===== SELECTED EXCERPT =====
Finally, consider how best you can utilise grass available on your farm to the best advantage for growing lambs. The usual pattern for grass growth sees growth begin in February and rise rapidly in May however this year’s dry and cold weather conditions saw grass growth levels lagging behind. The aim is to match grass supply to stock demand to optimise utilisation. This can be done by using a rising plate meter, a sward stick or a simple visual assessment to determine the number of grazing days ahead. If you are struggling for grass you can continue to supplement lactating ewes at grass with concentrate feed until grass reaches 4cm in height. You may also want to consider implementing a paddock grazing system, going into graze at approximately 8cm, grazing for three days and then moving on to the next paddock ideally in a three week rotation to get the most from this type of system. Another avenue to explore as part of this paddock system is the option of ‘creep’ or forward grazing lambs, giving them access to the best grass ahead of the ewes, this compliments the paddock system as the lambs can see their mothers while they graze in the next paddock. Teagasc trials have shown you can increase lamb performance by 20-30g/head/day by creep grazing lambs.
=====
| TASK INSTRUCTIONS |
a) Answer these questions from the passage on grazing for lambs:
(i) In which month does grass growth usually rise rapidly?
(ii) Up to what grass height can lactating ewes at grass keep receiving concentrate feed?
(iii) By how much have Teagasc trials shown creep grazing can increase lamb performance?
b) Continue the passage on grazing for lambs, starting after its final sentence.
The records are not needed for anything here.
===== DATASET EXTRACT =====
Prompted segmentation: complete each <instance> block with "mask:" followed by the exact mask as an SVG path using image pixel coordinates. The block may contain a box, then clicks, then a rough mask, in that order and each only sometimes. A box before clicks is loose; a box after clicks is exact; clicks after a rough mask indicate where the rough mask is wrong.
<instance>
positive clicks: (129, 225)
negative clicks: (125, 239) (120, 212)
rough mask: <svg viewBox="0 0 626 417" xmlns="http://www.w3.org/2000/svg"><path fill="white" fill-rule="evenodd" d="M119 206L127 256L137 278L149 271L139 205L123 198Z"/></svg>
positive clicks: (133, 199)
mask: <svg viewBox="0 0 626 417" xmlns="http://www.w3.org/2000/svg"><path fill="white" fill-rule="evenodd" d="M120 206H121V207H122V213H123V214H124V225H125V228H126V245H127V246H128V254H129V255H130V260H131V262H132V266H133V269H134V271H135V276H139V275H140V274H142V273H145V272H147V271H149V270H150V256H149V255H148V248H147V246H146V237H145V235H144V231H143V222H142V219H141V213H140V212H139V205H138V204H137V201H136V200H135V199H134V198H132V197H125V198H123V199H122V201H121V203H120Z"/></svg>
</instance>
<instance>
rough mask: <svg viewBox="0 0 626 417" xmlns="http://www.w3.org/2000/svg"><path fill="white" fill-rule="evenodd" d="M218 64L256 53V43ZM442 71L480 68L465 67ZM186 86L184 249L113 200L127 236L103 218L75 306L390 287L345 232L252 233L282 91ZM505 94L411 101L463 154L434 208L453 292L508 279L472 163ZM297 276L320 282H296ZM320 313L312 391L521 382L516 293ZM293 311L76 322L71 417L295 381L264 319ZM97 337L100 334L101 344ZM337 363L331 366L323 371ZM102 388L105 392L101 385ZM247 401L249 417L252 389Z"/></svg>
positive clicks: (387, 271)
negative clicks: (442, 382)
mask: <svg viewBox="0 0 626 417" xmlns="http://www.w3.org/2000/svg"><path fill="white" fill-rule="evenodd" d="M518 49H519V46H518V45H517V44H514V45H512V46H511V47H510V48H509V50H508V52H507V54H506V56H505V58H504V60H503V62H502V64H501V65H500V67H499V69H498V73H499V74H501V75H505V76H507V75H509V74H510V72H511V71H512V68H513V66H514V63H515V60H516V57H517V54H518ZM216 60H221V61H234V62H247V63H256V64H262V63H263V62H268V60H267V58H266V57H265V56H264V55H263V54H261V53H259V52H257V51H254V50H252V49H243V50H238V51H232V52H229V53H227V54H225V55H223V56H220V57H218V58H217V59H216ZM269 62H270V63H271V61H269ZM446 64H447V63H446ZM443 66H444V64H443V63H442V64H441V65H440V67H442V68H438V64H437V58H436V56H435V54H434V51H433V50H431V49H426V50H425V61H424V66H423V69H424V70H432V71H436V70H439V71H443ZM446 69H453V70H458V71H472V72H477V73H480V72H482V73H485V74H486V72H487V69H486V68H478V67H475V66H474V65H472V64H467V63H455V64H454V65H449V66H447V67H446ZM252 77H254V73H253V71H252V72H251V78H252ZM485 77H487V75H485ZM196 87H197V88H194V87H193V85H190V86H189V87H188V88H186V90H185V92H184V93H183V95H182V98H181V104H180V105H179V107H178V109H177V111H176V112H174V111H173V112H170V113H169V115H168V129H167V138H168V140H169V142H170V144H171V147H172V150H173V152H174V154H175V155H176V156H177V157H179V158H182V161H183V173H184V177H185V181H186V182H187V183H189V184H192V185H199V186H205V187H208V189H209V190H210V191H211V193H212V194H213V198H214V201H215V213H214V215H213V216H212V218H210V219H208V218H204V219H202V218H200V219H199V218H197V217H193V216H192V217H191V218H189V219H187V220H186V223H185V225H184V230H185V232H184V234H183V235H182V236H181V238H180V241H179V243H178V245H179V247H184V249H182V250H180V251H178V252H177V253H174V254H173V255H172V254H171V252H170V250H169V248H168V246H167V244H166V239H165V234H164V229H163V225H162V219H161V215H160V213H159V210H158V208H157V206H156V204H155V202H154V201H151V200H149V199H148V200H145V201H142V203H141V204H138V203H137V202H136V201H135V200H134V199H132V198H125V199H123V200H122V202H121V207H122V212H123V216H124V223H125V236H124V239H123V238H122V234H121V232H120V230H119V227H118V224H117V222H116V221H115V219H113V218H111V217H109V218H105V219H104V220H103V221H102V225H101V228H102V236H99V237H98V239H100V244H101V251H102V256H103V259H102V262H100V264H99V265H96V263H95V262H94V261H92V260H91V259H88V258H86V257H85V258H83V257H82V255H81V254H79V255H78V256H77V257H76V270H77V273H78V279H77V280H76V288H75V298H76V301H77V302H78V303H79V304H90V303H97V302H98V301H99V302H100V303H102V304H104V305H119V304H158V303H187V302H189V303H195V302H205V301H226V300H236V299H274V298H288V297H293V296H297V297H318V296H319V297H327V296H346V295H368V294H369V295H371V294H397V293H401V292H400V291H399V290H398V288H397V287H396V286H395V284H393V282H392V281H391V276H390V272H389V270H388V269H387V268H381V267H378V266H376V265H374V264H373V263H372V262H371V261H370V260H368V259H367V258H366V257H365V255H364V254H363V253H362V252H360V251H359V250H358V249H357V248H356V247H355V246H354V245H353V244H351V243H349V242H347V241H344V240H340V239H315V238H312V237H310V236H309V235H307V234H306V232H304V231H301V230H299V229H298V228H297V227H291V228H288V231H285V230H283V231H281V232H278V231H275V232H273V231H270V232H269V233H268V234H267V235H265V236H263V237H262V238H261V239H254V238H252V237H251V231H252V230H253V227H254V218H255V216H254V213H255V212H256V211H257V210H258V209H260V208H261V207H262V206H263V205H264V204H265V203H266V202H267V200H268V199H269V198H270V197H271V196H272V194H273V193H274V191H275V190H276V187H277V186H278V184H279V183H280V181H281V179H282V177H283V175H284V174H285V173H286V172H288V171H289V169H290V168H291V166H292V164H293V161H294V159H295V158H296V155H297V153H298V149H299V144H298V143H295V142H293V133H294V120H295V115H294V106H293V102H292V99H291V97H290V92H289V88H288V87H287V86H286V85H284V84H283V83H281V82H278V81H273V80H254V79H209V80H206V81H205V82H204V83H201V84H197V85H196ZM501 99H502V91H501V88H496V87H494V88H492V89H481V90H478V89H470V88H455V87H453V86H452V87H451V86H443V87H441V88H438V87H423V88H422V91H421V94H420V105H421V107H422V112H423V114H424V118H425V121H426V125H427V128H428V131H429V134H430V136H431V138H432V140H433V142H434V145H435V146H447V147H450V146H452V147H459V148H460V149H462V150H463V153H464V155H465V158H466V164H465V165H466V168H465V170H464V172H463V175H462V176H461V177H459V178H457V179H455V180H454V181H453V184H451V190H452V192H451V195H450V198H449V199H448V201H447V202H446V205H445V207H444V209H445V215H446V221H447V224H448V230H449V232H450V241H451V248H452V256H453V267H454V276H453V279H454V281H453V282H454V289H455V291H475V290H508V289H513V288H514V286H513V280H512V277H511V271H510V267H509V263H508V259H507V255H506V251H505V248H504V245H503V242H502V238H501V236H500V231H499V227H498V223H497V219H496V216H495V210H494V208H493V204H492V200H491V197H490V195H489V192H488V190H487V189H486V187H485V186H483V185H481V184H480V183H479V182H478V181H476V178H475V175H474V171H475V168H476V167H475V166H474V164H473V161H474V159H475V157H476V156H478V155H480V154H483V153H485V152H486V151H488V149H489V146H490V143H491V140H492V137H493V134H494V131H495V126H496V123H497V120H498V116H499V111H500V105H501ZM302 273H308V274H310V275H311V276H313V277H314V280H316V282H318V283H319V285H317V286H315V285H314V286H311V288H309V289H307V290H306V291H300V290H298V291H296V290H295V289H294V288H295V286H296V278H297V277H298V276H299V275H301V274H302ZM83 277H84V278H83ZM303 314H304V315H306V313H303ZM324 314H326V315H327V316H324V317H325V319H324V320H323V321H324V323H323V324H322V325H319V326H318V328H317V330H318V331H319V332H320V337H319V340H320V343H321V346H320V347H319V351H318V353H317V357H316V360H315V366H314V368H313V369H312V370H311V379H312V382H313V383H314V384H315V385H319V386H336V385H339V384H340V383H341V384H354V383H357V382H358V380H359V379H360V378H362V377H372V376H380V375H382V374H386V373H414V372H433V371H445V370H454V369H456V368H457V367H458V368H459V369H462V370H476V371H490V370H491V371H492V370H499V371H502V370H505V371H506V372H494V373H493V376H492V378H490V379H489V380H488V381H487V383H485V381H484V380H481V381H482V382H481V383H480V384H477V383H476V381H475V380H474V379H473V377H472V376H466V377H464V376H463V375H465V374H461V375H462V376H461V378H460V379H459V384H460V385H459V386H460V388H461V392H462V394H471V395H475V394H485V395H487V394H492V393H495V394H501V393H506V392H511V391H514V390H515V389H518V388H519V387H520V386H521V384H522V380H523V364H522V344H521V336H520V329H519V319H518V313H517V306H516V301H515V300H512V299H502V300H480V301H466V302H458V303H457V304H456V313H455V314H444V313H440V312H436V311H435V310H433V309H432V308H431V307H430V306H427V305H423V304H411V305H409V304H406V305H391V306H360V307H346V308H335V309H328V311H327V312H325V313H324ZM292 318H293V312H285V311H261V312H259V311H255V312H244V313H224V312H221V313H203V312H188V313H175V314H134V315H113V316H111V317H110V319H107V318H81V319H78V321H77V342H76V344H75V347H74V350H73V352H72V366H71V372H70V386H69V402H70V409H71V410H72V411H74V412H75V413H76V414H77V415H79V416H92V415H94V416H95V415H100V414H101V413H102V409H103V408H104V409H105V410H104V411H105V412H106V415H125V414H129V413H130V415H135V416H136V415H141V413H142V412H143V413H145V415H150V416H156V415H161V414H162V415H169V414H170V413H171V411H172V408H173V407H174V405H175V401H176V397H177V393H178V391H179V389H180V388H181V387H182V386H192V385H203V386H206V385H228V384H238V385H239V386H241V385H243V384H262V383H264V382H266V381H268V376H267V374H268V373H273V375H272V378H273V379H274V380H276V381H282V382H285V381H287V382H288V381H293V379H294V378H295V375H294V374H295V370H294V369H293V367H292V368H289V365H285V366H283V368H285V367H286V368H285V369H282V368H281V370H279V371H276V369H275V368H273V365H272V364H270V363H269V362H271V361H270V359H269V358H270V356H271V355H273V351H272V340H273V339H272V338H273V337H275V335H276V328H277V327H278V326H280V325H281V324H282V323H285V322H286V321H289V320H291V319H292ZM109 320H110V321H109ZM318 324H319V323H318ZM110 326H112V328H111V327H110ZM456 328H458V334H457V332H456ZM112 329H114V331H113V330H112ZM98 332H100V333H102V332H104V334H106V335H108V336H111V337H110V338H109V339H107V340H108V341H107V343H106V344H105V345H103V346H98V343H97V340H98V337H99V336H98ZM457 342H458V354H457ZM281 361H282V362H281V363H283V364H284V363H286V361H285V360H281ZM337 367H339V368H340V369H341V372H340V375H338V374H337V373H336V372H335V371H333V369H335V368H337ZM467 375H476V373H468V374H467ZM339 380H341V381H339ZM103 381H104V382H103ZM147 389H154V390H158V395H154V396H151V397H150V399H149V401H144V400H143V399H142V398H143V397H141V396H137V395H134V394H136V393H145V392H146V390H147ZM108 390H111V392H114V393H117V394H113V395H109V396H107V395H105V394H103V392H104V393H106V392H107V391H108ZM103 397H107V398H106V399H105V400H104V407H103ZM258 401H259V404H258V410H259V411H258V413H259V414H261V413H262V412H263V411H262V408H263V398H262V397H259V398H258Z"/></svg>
=====
| EXERCISE ANSWERS |
a)
(i) May
(ii) 4cm
(iii) 20-30g/head/day

b)
Ultimately keeping the costs associated with your enterprise as low as possible will help to improve profit margins. While grass is the cheapest form of feed for our livestock there is still a cost associated with growing that quality sward of grass therefore aim to turn as much of that into live weight gain in your animals.
Flock health is also a crucial part of your flock management and as always if in doubt or you have concerns about the health of your flock then veterinary advice should be sought immediately.